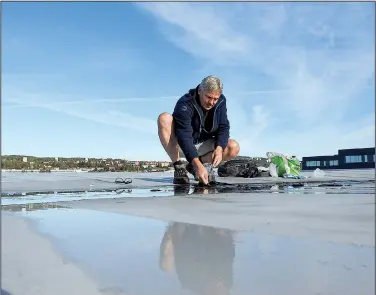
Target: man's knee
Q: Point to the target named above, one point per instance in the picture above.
(233, 148)
(165, 119)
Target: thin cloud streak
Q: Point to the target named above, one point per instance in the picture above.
(20, 103)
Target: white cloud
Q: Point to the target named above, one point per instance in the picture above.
(322, 54)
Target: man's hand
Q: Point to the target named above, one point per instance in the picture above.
(201, 172)
(217, 156)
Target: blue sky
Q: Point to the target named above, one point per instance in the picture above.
(90, 79)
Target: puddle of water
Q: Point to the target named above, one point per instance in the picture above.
(180, 190)
(133, 255)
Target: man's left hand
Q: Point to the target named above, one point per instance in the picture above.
(217, 156)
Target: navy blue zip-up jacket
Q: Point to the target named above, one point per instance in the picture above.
(190, 126)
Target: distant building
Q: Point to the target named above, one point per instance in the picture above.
(359, 158)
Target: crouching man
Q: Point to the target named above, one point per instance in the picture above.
(199, 129)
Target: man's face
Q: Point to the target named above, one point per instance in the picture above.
(208, 99)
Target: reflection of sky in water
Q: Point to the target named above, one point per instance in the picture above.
(122, 252)
(61, 197)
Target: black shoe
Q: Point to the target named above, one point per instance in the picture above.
(192, 170)
(180, 174)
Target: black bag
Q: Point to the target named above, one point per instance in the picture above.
(245, 167)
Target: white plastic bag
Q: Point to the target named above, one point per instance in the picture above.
(273, 170)
(318, 173)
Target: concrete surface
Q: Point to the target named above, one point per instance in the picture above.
(161, 239)
(64, 181)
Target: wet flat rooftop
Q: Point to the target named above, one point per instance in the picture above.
(149, 237)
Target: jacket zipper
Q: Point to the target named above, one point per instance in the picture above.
(201, 121)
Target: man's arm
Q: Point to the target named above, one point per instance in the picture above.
(183, 130)
(223, 134)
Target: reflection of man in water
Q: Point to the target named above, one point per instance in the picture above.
(202, 256)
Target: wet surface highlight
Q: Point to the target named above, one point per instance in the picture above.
(129, 255)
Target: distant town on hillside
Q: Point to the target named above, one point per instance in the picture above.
(51, 164)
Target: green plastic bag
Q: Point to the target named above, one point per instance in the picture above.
(284, 164)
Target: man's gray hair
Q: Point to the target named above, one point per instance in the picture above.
(211, 84)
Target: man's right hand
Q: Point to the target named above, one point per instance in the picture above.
(201, 171)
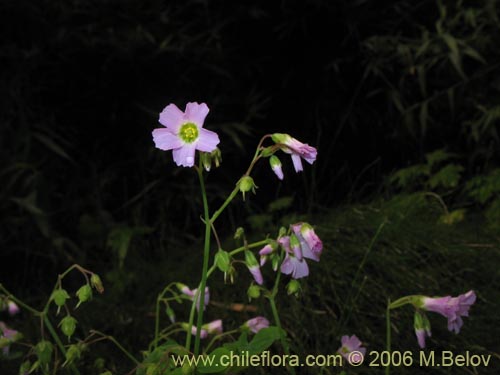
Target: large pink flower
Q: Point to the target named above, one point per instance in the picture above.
(296, 148)
(452, 308)
(184, 133)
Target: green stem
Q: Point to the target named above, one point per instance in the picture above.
(276, 316)
(388, 333)
(56, 338)
(206, 255)
(118, 345)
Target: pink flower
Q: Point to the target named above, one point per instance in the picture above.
(12, 308)
(256, 324)
(453, 308)
(350, 345)
(292, 265)
(264, 252)
(310, 243)
(296, 148)
(191, 293)
(253, 267)
(184, 133)
(8, 334)
(276, 166)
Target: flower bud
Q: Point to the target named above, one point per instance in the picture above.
(293, 287)
(84, 294)
(275, 163)
(96, 282)
(223, 260)
(170, 313)
(68, 325)
(59, 296)
(240, 232)
(246, 184)
(73, 353)
(253, 292)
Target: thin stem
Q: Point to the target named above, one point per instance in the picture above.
(206, 255)
(56, 338)
(349, 300)
(219, 337)
(388, 333)
(276, 316)
(118, 345)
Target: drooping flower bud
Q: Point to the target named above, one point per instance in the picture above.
(223, 260)
(275, 163)
(68, 325)
(246, 184)
(253, 292)
(96, 282)
(84, 294)
(422, 328)
(253, 267)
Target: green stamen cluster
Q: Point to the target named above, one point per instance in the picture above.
(188, 132)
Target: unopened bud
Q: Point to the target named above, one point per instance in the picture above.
(246, 184)
(68, 325)
(223, 260)
(44, 351)
(84, 294)
(275, 163)
(253, 292)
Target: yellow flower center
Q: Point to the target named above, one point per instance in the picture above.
(188, 132)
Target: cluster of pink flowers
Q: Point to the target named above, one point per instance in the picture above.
(452, 308)
(302, 243)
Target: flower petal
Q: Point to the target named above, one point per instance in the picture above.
(196, 113)
(297, 163)
(171, 117)
(207, 140)
(184, 156)
(164, 139)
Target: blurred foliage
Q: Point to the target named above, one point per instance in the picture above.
(82, 83)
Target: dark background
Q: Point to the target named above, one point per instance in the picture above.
(374, 85)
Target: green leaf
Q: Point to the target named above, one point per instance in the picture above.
(264, 339)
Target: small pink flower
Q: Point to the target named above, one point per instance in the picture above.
(184, 133)
(264, 252)
(256, 324)
(276, 166)
(453, 308)
(298, 268)
(9, 334)
(12, 308)
(296, 148)
(350, 345)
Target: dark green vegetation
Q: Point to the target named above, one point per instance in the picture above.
(405, 86)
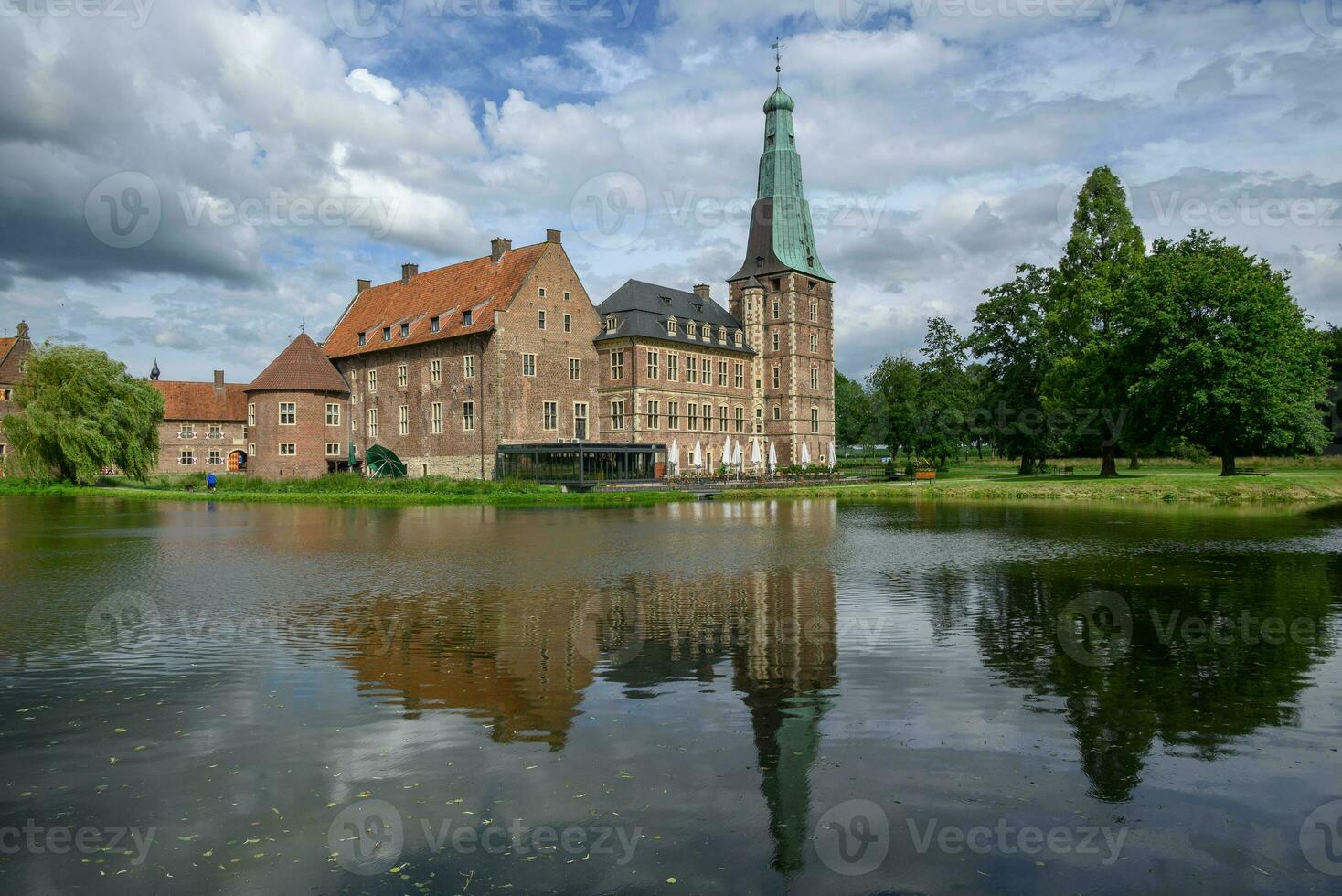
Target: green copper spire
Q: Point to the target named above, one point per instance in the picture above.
(782, 235)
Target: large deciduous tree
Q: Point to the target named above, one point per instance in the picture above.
(80, 412)
(1224, 357)
(1090, 293)
(1011, 338)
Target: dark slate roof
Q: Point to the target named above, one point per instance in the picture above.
(642, 310)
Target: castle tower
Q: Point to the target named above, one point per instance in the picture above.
(785, 298)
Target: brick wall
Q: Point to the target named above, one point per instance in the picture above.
(309, 433)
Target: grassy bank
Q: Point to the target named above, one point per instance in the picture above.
(1290, 480)
(346, 490)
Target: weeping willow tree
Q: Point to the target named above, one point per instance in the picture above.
(80, 412)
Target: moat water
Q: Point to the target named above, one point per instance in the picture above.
(757, 698)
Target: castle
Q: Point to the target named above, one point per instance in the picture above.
(449, 367)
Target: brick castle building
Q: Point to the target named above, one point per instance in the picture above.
(446, 367)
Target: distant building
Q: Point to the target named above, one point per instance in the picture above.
(14, 355)
(203, 427)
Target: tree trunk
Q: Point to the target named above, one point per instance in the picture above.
(1107, 465)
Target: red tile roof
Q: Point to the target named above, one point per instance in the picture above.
(301, 368)
(191, 401)
(479, 286)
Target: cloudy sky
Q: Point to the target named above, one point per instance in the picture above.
(194, 180)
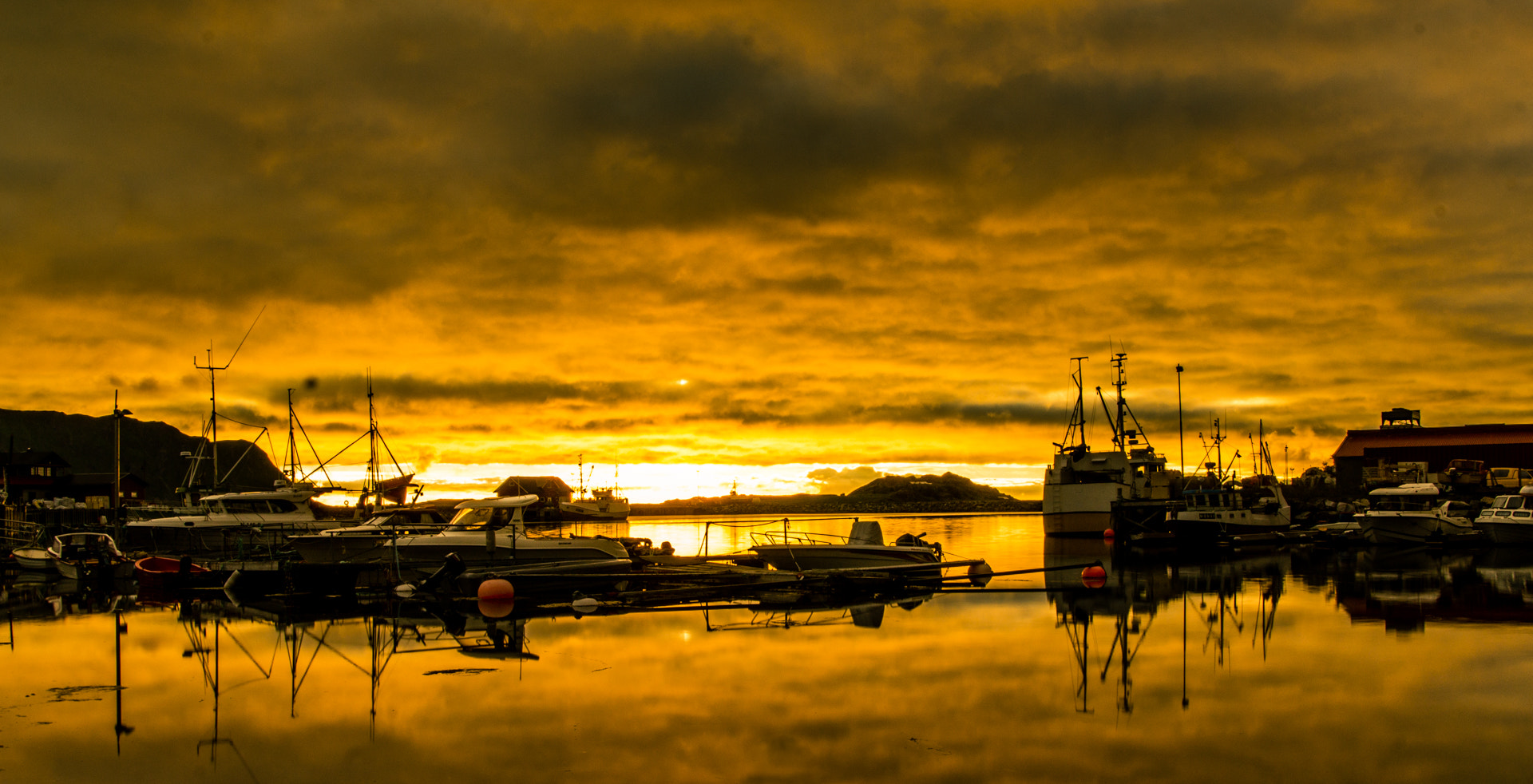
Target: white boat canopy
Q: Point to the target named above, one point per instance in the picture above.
(508, 501)
(1416, 489)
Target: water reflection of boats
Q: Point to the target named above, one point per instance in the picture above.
(1424, 585)
(1139, 585)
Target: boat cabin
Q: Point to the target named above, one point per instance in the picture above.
(1516, 507)
(1414, 497)
(253, 505)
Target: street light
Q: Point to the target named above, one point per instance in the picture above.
(117, 457)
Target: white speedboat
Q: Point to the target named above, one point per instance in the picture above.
(796, 551)
(491, 533)
(338, 545)
(1412, 514)
(1509, 519)
(229, 517)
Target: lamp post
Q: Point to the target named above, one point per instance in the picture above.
(117, 459)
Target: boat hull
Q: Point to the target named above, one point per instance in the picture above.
(804, 557)
(34, 559)
(1083, 509)
(1404, 529)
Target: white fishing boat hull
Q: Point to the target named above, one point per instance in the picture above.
(1409, 529)
(804, 557)
(1079, 509)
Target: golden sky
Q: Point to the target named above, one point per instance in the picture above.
(862, 234)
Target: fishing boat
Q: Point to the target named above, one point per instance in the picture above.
(1126, 489)
(89, 556)
(1226, 507)
(798, 551)
(1509, 519)
(1412, 514)
(598, 505)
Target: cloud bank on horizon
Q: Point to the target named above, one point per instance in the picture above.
(863, 234)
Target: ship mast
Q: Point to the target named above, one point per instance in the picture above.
(1075, 434)
(291, 467)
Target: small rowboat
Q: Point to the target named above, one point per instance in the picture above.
(89, 556)
(158, 572)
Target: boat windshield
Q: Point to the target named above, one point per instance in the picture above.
(1514, 502)
(481, 517)
(1401, 504)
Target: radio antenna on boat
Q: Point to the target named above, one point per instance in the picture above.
(1076, 431)
(212, 376)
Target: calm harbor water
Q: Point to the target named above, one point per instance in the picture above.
(1271, 665)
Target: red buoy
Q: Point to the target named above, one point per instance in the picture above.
(1093, 577)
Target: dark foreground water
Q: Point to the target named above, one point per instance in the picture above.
(1293, 665)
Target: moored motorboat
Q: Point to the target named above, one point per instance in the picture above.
(1231, 509)
(1509, 519)
(799, 551)
(164, 574)
(364, 540)
(493, 533)
(1412, 514)
(230, 521)
(89, 556)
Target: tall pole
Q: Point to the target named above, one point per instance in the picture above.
(1181, 438)
(117, 457)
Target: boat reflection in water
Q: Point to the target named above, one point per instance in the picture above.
(1210, 588)
(1271, 655)
(1406, 589)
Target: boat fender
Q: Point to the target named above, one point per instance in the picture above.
(980, 574)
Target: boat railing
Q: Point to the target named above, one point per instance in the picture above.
(796, 537)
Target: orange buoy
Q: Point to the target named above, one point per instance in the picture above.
(496, 589)
(497, 599)
(1093, 577)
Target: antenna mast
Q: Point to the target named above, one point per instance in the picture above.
(1076, 430)
(212, 384)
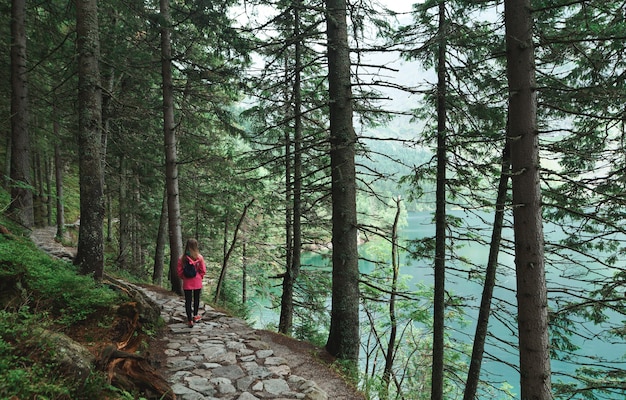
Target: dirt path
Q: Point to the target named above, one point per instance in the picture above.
(304, 360)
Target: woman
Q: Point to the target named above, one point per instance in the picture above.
(192, 286)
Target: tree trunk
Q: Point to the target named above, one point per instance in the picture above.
(48, 186)
(437, 377)
(222, 277)
(21, 206)
(124, 217)
(343, 338)
(58, 175)
(295, 238)
(393, 329)
(171, 167)
(161, 242)
(90, 240)
(478, 349)
(532, 302)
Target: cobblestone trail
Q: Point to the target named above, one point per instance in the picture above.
(221, 357)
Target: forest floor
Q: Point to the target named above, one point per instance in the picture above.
(305, 360)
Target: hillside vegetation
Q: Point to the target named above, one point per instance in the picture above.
(56, 325)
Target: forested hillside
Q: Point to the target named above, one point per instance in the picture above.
(300, 141)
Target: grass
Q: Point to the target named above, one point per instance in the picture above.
(42, 298)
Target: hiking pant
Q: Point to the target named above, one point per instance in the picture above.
(195, 293)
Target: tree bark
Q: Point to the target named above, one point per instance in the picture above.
(58, 181)
(222, 277)
(343, 338)
(171, 167)
(124, 216)
(480, 337)
(393, 329)
(90, 255)
(294, 236)
(527, 220)
(21, 187)
(161, 242)
(437, 376)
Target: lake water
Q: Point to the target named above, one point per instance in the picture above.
(501, 357)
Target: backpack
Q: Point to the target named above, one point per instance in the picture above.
(189, 269)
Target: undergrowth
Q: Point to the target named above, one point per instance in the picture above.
(38, 297)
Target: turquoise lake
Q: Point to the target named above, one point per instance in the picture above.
(501, 357)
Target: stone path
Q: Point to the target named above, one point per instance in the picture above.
(221, 357)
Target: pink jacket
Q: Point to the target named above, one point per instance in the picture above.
(196, 281)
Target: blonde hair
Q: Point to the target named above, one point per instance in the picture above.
(191, 248)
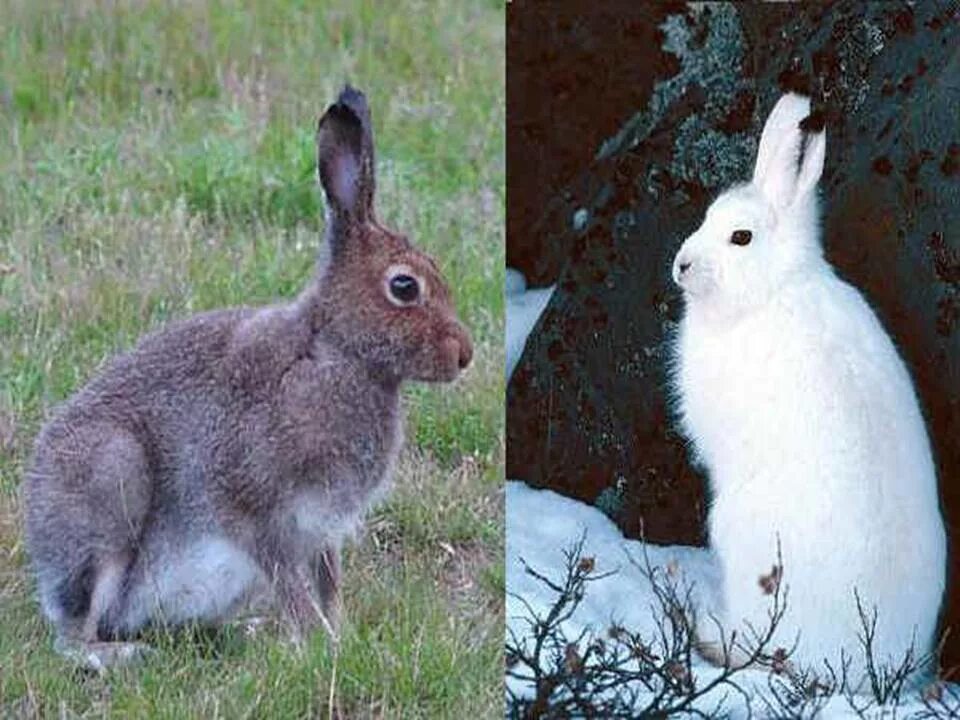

* * * * *

Instruction => Put the entries above into a numbered list, from the line containing "Target: boat cabin" through the line containing "(1404, 529)", both included. Leave out any blank lines.

Solution to this exercise =>
1. Target: boat cabin
2. Q: Point to the target named above, one point per instance in the picture above.
3. (1516, 507)
4. (1414, 497)
5. (253, 505)
6. Target: street light
7. Q: Point to the target named above, one point per instance in the picture above.
8. (117, 457)
9. Target: white speedboat
10. Q: Point to the target named above, one point per instance in the picture above.
11. (796, 551)
12. (491, 533)
13. (338, 545)
14. (1412, 514)
15. (1509, 519)
16. (229, 517)
17. Target: lamp post
18. Q: Point to the target named above, one point per instance in the picture above.
19. (117, 459)
20. Target: boat hull
21. Q: Point to the target named above, one point per instance in the picture above.
22. (804, 557)
23. (34, 559)
24. (1083, 509)
25. (1404, 529)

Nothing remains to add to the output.